[Segmentation labeling data]
════════════════════

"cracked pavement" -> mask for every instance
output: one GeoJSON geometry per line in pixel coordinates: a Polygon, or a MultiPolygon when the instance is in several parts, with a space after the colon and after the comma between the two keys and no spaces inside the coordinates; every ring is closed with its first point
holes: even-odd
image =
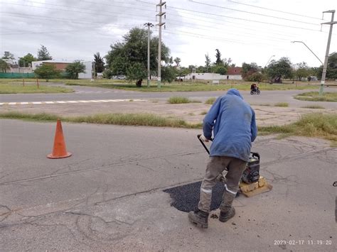
{"type": "Polygon", "coordinates": [[[202,179],[199,130],[63,123],[73,156],[50,160],[55,127],[0,121],[1,251],[337,248],[337,150],[326,141],[258,136],[252,150],[272,190],[240,195],[232,219],[200,230],[163,192],[202,179]],[[309,244],[317,240],[331,245],[309,244]]]}

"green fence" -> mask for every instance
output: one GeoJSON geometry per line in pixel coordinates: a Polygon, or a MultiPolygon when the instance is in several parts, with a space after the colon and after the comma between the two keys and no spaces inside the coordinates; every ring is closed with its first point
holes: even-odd
{"type": "Polygon", "coordinates": [[[22,72],[0,72],[0,79],[23,79],[35,78],[33,73],[22,72]]]}

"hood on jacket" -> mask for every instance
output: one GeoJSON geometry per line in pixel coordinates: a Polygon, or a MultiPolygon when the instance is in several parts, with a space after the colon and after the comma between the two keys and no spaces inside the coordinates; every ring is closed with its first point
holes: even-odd
{"type": "Polygon", "coordinates": [[[236,89],[232,88],[232,89],[229,89],[226,94],[236,95],[237,97],[239,97],[240,98],[241,98],[243,100],[242,96],[239,92],[239,90],[237,90],[236,89]]]}

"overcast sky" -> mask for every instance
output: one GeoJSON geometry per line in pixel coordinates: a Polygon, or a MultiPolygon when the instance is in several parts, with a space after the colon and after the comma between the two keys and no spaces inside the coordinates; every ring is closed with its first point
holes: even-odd
{"type": "MultiPolygon", "coordinates": [[[[159,0],[0,0],[1,56],[36,56],[45,45],[54,60],[92,60],[107,55],[110,45],[122,41],[131,28],[158,23],[159,0]]],[[[205,55],[215,61],[215,49],[237,66],[288,57],[292,63],[321,65],[326,50],[336,0],[166,0],[162,41],[181,65],[204,65],[205,55]]],[[[337,21],[337,14],[335,15],[337,21]]],[[[151,28],[153,35],[158,28],[151,28]]],[[[337,52],[337,25],[330,53],[337,52]]]]}

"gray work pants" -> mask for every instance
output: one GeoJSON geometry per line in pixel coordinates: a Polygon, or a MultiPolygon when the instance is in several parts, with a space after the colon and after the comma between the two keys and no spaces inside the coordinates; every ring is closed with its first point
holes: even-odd
{"type": "Polygon", "coordinates": [[[235,195],[239,190],[240,180],[246,168],[246,163],[245,161],[236,158],[222,156],[210,157],[207,165],[206,174],[201,183],[200,201],[198,204],[198,208],[206,212],[210,212],[210,201],[212,199],[212,189],[217,182],[217,177],[226,168],[228,172],[225,175],[227,180],[225,185],[225,190],[235,195]]]}

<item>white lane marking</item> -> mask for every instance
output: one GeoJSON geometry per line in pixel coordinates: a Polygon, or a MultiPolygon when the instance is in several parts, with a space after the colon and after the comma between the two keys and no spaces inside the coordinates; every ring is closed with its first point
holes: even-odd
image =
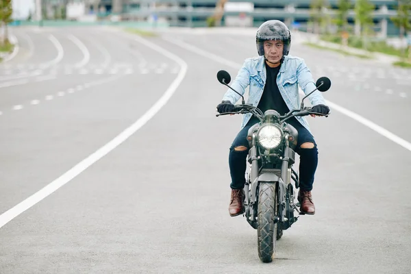
{"type": "Polygon", "coordinates": [[[7,56],[6,58],[5,58],[3,60],[3,63],[5,63],[6,62],[11,60],[14,57],[16,57],[17,53],[18,53],[18,50],[20,49],[20,47],[18,46],[18,40],[17,40],[17,38],[16,36],[14,36],[14,35],[11,35],[10,36],[10,42],[14,44],[14,48],[13,49],[13,51],[12,52],[12,54],[7,56]]]}
{"type": "Polygon", "coordinates": [[[42,73],[43,73],[43,71],[40,71],[40,70],[35,71],[32,73],[29,73],[29,74],[25,71],[25,72],[21,73],[20,74],[17,74],[17,75],[14,75],[0,77],[0,82],[1,81],[14,80],[16,79],[21,79],[21,78],[30,78],[34,76],[39,75],[42,74],[42,73]]]}
{"type": "MultiPolygon", "coordinates": [[[[154,105],[153,105],[153,106],[151,106],[151,108],[150,108],[150,109],[147,110],[147,112],[145,112],[141,117],[140,117],[140,119],[138,119],[134,123],[125,129],[123,132],[121,132],[109,142],[101,147],[97,151],[74,166],[64,174],[62,175],[60,177],[55,179],[54,181],[29,197],[27,198],[25,200],[23,201],[18,205],[0,215],[0,227],[2,227],[17,216],[20,215],[21,213],[30,208],[40,201],[46,198],[58,188],[67,184],[92,164],[97,162],[99,160],[104,157],[109,152],[114,149],[116,147],[128,139],[132,135],[136,133],[136,132],[140,129],[141,127],[145,125],[149,121],[150,121],[150,119],[151,119],[157,114],[157,112],[158,112],[160,110],[161,110],[162,108],[164,107],[166,103],[167,103],[170,98],[171,98],[171,96],[173,96],[175,90],[177,90],[177,88],[184,79],[186,73],[187,73],[187,64],[179,57],[171,53],[166,49],[163,49],[154,43],[149,42],[139,37],[136,38],[135,40],[177,62],[181,66],[182,69],[177,75],[177,77],[174,79],[173,83],[171,83],[169,88],[167,88],[167,90],[166,90],[165,93],[160,98],[160,99],[156,101],[155,103],[154,103],[154,105]]],[[[119,77],[116,76],[116,77],[119,77]]]]}
{"type": "Polygon", "coordinates": [[[57,76],[50,74],[49,75],[37,77],[36,78],[36,82],[43,82],[43,81],[47,81],[47,80],[51,80],[51,79],[55,79],[55,78],[57,78],[57,76]]]}
{"type": "Polygon", "coordinates": [[[375,132],[382,135],[383,136],[387,138],[388,139],[392,140],[393,142],[399,145],[400,146],[404,147],[405,149],[408,149],[411,151],[411,143],[407,142],[404,139],[397,136],[397,135],[393,134],[392,132],[388,132],[387,129],[384,129],[382,127],[375,124],[375,123],[371,122],[371,121],[362,117],[362,116],[351,112],[351,110],[348,110],[346,108],[344,108],[336,103],[330,102],[328,100],[325,100],[328,105],[331,108],[334,108],[336,111],[350,117],[356,121],[362,123],[362,125],[366,126],[367,127],[371,128],[374,130],[375,132]]]}
{"type": "MultiPolygon", "coordinates": [[[[165,40],[166,41],[172,42],[173,44],[177,45],[177,46],[179,46],[184,49],[186,49],[190,51],[193,51],[200,55],[202,55],[206,58],[213,60],[214,60],[219,63],[221,63],[225,66],[231,66],[233,68],[240,69],[240,68],[241,68],[241,66],[242,66],[242,64],[240,64],[234,63],[234,62],[233,62],[230,60],[228,60],[221,56],[218,56],[215,54],[213,54],[210,52],[206,51],[201,49],[199,49],[192,45],[187,44],[184,42],[182,42],[180,40],[176,40],[174,39],[171,39],[169,38],[165,38],[165,37],[163,38],[162,39],[165,40]]],[[[367,120],[366,119],[362,117],[362,116],[360,116],[355,112],[348,110],[347,110],[334,103],[332,103],[328,100],[326,100],[326,102],[327,102],[327,103],[329,104],[329,105],[331,108],[333,108],[338,112],[339,112],[350,118],[352,118],[353,119],[356,120],[356,121],[358,121],[359,123],[361,123],[362,124],[366,126],[367,127],[374,130],[377,133],[382,135],[383,136],[392,140],[393,142],[395,142],[396,144],[399,145],[401,147],[404,147],[405,149],[411,151],[411,143],[407,142],[406,140],[396,136],[395,134],[393,134],[392,132],[388,132],[387,129],[380,127],[379,125],[371,122],[369,120],[367,120]]]]}
{"type": "Polygon", "coordinates": [[[53,36],[53,34],[50,34],[49,36],[49,40],[51,41],[54,47],[57,49],[57,56],[55,58],[52,60],[50,62],[47,62],[45,63],[42,63],[40,65],[40,67],[49,67],[51,66],[56,65],[60,63],[61,60],[63,59],[63,56],[64,55],[64,50],[63,49],[63,46],[60,43],[58,40],[55,37],[53,36]]]}
{"type": "MultiPolygon", "coordinates": [[[[12,74],[12,72],[10,72],[10,73],[7,73],[7,72],[5,71],[4,75],[8,75],[9,74],[12,74]]],[[[8,81],[8,80],[14,80],[16,79],[21,79],[21,78],[25,78],[25,77],[28,77],[30,75],[27,74],[27,73],[25,72],[25,73],[21,73],[17,75],[8,75],[8,76],[0,76],[0,81],[8,81]]]]}
{"type": "Polygon", "coordinates": [[[75,36],[70,34],[67,38],[75,43],[83,53],[83,55],[84,55],[83,60],[74,65],[76,68],[82,68],[90,62],[90,52],[88,51],[88,49],[87,49],[87,47],[86,47],[84,44],[75,36]]]}
{"type": "Polygon", "coordinates": [[[0,88],[7,88],[7,87],[13,86],[23,85],[28,82],[29,82],[29,80],[27,79],[24,79],[23,80],[14,81],[14,82],[6,82],[5,83],[0,84],[0,88]]]}
{"type": "Polygon", "coordinates": [[[22,108],[23,108],[22,105],[16,105],[13,107],[13,110],[21,110],[22,108]]]}
{"type": "Polygon", "coordinates": [[[103,66],[103,68],[107,67],[112,60],[112,57],[110,54],[110,52],[108,52],[108,51],[100,44],[95,43],[95,45],[96,45],[97,49],[99,49],[99,50],[101,52],[101,53],[103,53],[103,55],[104,55],[105,60],[104,62],[101,64],[101,66],[103,66]]]}

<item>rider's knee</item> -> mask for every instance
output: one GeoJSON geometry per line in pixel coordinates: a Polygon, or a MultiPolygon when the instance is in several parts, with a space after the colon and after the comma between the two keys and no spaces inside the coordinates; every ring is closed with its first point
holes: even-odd
{"type": "Polygon", "coordinates": [[[300,146],[301,149],[314,149],[315,147],[315,145],[311,142],[306,142],[300,146]]]}
{"type": "Polygon", "coordinates": [[[234,147],[235,151],[245,151],[247,149],[248,149],[247,148],[247,147],[245,147],[245,146],[239,146],[239,147],[234,147]]]}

════════════════════

• **GOAL**
Locate every line of the data above that contains the string "item" and copy each of those lines.

• **WRITTEN RESPONSE**
<item>white lane marking</item> -> mask for every instance
<item>rider's knee</item> -> mask for every instance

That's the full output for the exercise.